### GIVEN DATA
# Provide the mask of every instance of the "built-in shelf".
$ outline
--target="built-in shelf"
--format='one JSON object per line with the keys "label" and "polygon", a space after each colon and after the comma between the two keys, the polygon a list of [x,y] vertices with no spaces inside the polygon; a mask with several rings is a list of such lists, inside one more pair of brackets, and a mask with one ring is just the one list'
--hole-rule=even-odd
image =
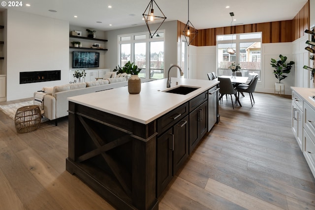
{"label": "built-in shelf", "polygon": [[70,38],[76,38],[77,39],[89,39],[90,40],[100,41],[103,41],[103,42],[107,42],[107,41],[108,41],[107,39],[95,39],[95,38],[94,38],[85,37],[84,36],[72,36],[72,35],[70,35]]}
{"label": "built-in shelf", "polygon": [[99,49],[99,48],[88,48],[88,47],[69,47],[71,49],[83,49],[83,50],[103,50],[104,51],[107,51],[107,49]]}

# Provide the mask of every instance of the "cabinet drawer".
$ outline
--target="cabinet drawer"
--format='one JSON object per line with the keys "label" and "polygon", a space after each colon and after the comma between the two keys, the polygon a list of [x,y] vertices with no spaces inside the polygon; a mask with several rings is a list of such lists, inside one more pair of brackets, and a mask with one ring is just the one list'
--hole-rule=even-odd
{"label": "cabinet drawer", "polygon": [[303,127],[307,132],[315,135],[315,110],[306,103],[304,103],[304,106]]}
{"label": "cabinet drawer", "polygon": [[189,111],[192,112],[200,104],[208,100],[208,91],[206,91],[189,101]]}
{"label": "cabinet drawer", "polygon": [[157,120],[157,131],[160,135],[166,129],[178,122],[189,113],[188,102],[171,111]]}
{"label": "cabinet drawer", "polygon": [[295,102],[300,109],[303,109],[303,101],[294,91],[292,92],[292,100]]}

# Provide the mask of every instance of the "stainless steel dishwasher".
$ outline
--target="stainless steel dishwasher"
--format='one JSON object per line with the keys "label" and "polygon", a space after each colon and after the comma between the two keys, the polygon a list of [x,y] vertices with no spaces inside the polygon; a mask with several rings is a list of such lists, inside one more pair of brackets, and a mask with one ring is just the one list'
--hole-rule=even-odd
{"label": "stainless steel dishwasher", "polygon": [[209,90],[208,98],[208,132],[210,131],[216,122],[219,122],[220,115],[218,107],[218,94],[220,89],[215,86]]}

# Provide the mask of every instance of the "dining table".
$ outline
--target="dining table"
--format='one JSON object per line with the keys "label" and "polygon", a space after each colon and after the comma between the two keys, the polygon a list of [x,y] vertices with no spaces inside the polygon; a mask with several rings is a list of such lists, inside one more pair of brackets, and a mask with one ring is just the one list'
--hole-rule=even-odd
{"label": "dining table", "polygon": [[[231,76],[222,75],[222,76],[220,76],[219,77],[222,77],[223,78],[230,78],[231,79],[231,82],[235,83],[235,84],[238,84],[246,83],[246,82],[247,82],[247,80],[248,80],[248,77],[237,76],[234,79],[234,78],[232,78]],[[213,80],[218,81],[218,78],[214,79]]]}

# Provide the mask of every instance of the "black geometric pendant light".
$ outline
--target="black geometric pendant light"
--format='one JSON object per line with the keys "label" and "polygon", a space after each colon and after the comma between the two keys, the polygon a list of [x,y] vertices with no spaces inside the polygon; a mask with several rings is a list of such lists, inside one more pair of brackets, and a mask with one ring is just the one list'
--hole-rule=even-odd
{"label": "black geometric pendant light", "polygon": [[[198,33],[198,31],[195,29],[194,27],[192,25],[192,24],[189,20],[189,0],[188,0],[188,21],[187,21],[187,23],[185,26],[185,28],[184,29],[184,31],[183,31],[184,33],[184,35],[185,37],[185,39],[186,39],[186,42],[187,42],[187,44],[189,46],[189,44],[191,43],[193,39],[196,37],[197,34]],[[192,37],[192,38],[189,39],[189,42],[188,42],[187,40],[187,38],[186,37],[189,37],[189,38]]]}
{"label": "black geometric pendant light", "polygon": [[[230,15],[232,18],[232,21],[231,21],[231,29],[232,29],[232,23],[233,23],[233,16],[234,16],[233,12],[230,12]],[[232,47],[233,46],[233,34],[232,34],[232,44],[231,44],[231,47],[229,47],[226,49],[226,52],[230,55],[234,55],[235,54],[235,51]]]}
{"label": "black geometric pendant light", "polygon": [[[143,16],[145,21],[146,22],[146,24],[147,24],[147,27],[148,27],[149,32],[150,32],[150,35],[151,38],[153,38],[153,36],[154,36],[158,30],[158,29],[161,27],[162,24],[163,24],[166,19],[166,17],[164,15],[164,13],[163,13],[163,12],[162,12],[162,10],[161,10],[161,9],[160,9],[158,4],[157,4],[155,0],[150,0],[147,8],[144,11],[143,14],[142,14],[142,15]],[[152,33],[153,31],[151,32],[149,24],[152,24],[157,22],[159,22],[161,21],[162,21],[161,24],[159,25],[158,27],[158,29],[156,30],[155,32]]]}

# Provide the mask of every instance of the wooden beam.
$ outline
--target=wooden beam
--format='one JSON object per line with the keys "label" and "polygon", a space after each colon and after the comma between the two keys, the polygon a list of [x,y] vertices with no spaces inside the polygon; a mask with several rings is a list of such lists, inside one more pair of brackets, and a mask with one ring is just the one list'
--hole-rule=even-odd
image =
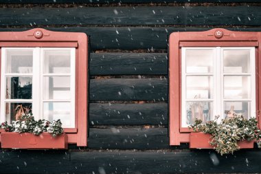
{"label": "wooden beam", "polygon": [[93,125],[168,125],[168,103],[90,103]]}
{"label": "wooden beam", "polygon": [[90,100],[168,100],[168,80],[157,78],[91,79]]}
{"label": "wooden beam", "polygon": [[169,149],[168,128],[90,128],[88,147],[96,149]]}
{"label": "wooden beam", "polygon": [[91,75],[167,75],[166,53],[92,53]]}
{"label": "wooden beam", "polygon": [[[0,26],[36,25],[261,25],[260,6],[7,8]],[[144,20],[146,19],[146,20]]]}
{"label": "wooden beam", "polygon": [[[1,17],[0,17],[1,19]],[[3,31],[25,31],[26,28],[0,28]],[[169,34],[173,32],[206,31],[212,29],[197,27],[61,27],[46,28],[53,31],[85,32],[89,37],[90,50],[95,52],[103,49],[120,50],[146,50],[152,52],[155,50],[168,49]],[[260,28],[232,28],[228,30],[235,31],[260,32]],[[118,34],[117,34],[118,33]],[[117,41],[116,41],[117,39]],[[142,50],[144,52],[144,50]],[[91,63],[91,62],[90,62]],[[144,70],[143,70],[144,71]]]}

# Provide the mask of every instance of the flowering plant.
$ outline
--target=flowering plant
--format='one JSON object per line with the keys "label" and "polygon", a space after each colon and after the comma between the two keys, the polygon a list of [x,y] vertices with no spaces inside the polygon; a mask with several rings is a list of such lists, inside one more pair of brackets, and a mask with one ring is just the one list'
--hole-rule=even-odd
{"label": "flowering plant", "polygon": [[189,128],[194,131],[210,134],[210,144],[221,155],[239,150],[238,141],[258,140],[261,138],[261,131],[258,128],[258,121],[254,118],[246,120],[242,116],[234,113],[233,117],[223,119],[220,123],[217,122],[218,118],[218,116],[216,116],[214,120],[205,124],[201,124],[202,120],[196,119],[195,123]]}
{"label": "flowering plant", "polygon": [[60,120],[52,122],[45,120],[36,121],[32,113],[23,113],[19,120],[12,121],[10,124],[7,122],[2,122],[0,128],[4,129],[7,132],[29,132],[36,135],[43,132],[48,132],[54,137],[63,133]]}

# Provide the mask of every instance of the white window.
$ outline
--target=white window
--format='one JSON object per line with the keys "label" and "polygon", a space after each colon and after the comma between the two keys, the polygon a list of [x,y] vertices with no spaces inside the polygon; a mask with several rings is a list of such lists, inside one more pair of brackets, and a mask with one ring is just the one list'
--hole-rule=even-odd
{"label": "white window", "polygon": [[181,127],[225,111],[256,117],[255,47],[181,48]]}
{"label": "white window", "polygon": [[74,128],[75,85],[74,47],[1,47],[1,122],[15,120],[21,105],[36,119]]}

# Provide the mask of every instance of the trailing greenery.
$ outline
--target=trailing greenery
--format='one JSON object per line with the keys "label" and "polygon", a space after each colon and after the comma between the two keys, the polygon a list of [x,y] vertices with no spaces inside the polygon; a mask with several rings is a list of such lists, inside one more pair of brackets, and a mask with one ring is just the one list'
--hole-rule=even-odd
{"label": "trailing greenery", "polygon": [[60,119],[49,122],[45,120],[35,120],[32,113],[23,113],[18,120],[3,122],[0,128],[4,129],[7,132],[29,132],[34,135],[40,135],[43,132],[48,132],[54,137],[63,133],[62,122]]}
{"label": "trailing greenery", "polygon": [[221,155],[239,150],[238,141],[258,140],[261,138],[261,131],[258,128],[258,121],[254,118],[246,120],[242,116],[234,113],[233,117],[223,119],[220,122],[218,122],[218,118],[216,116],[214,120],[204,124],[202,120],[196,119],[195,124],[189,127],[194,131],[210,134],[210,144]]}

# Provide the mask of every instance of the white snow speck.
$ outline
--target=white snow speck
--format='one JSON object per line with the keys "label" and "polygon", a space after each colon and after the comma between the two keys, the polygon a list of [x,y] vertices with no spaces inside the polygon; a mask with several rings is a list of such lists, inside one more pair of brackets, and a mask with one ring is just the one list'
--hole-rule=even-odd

### WHAT TO PRODUCE
Present everything from the line containing "# Provide the mask of every instance of the white snow" down to the end of the entries as a Markdown table with columns "Row" and "Text", omitting blank lines.

### ANSWER TO THE PROBLEM
| Row | Text |
|---|---|
| 1 | # Provide the mask of every instance of the white snow speck. |
| 2 | $ outline |
| 3 | --target=white snow speck |
| 4 | --format='one JSON object per line with the keys "label" and "polygon", a space after each colon and after the comma between the two keys, the polygon a list of [x,y] vertices with no spaces inside the polygon; a mask with several rings is a list of such lists, inside one more pair of brackets, and a mask with one ring is just the one list' |
| 5 | --hole-rule=even-odd |